Link said the company has a batch of vaccine that is close to being ready. It is working with two European contract manufacturers to produce more, and anticipates having an American manufacturer signed on to help in the next couple of weeks.
The company expects to have between 60,000 and 70,000 vials of VSV-EBOV by the end of the year, Link said. Depending on how much is required per person, those vials could represent 600,000 to 700,000 doses — or six million to seven million.
Link said preliminary work is already underway in Sierra Leone and Liberia to plan for the start of a Phase 3 trial there early in the New Year. The current idea would be to go from Phase 1 trials straight to Phase 3, the large trials meant to show if a drug or vaccines actually works, Link said.
The Phase 3 trial would test the vaccine in thousands of volunteers, including health-care workers. Link spoke of a trial design that would see between 30,000 and 40,000 people randomly assigned to get VSV-EBOV, the other experimental vaccine which is being made by GlaxoSmithKline, or a placebo — probably hepatitis B vaccine.

_Referring expression data based on photos_
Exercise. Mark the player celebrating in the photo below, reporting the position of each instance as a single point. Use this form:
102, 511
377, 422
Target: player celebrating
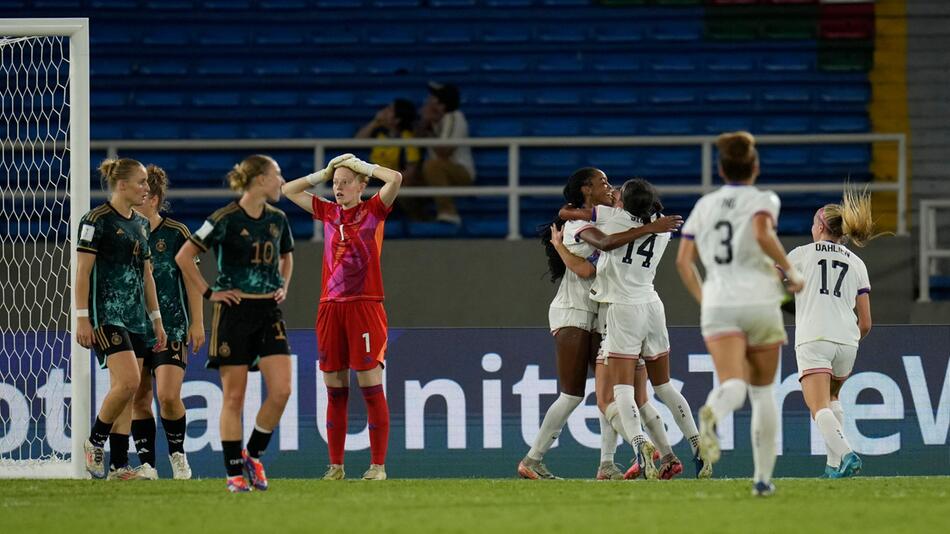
168, 366
733, 230
826, 329
254, 246
636, 327
572, 320
111, 314
351, 321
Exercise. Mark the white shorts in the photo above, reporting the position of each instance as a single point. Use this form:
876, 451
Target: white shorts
761, 325
559, 318
636, 331
825, 357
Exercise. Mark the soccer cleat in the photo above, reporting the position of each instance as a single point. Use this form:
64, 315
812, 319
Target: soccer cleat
124, 473
146, 472
609, 471
254, 471
334, 472
708, 439
850, 466
534, 470
703, 469
375, 472
180, 468
237, 484
94, 460
670, 467
830, 472
763, 489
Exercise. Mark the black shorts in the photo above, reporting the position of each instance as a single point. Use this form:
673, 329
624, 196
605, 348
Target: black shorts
244, 333
109, 340
175, 353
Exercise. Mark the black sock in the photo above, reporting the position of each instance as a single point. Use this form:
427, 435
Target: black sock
175, 434
257, 444
232, 457
100, 433
119, 450
143, 433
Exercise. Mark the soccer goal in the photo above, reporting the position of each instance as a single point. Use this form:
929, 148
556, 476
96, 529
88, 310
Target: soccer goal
44, 188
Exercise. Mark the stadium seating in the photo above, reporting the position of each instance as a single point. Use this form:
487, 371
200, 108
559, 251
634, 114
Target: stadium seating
525, 67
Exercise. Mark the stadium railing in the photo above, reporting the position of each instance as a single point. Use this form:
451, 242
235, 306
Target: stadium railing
514, 190
929, 250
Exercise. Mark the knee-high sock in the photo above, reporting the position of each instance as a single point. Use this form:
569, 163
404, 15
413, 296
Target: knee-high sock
336, 422
608, 440
830, 429
727, 397
682, 414
655, 428
552, 424
764, 429
377, 410
629, 415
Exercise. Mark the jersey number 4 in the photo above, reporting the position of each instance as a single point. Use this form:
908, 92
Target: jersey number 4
645, 249
835, 264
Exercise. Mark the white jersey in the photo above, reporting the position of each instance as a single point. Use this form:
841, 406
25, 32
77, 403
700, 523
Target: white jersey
574, 291
834, 277
625, 274
738, 272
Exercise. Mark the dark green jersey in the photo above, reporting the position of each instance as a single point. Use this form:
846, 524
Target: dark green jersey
166, 239
117, 284
248, 250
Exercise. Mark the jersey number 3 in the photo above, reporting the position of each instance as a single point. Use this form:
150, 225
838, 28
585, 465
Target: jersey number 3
645, 250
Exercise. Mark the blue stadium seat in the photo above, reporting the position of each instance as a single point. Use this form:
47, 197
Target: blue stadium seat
559, 63
613, 127
157, 99
447, 65
615, 96
505, 97
273, 99
616, 63
505, 64
779, 124
844, 124
330, 99
557, 97
489, 127
555, 126
333, 67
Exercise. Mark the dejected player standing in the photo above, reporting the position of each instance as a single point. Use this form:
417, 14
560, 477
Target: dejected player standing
351, 321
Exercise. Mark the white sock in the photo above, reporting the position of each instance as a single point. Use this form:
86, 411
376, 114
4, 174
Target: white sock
837, 410
608, 440
552, 424
764, 430
834, 438
626, 403
682, 414
727, 398
654, 427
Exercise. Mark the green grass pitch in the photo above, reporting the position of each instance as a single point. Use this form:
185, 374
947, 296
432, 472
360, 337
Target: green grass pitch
918, 504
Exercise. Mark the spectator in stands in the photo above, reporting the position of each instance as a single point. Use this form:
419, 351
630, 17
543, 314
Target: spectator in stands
398, 121
445, 166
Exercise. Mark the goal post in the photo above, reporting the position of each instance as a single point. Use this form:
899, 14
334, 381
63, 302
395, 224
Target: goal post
45, 376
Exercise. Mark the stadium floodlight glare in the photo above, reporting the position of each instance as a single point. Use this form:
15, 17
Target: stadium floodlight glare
44, 189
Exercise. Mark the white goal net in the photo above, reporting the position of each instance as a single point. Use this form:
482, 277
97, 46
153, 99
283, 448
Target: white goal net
44, 183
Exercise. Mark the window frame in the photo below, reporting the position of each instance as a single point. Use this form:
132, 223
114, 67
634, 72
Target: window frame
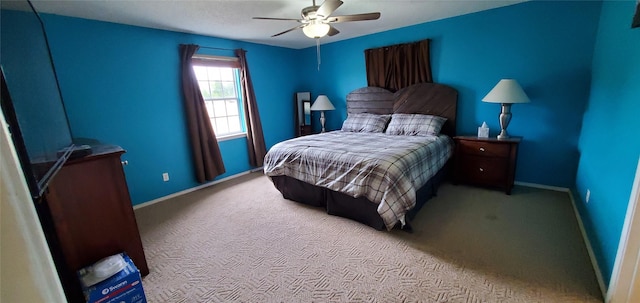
223, 62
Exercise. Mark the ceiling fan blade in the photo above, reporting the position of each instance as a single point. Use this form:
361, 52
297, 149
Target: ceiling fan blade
291, 29
358, 17
328, 7
333, 31
283, 19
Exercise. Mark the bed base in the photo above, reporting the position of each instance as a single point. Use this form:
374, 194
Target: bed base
358, 209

_Directions_
**a)** For the vaccine passage, decide whether each statement agrees with it: (i) the company is working with two European contract manufacturers; (ii) the Phase 3 trial is planned to start in late summer; (iii) the placebo would probably be a hepatitis B vaccine. Answer yes or no for each and quote the words from the passage that decide it.
**b)** Please write the next part of the vaccine passage, starting after its last sentence.

_Results of the tasks_
**a)**
(i) Yes: "It is working with two European contract manufacturers to produce more"
(ii) No: "plan for the start of a Phase 3 trial there early in the New Year"
(iii) Yes: "or a placebo — probably hepatitis B vaccine"

**b)**
Some argue the placebo arm is needed to show if these vaccines are actually protective. But a number of public health experts have denounced that plan, calling it unethical.
“It’s the $64,000 question that’s being talked about all around the world right now,” Link admitted.
Hopes are high for the NewLink vaccine. Studies in animals suggest it can be given both to prevent infection before exposure to the virus — the way childhood vaccines work — and to mitigate the severity of the illness if given shortly after exposure.
It is also expected that VSV-EBOV will require only one dose. The other leading vaccine candidate, the one made by GSK, may require a priming and a boosting dose, which will further complicate what is already expected to be the enormously challenging task of vaccinating large numbers of people in a setting with few health-care resources.
But the feature of the VSV vaccine that is responsible for its one-dose delivery is also the reason why there are some concerns about this vaccine.
VSV-EBOV contains live viruses — vesicular stomatitis viruses, which infect animals but which are harmless to people. The viruses have been genetically engineered to produce one of the proteins generate by the Ebola virus.
The vaccine cannot give a recipient Ebola; it does not contain the whole Ebola virus. But the VSV viruses replicate in the recipient, essentially causing a low grade infection.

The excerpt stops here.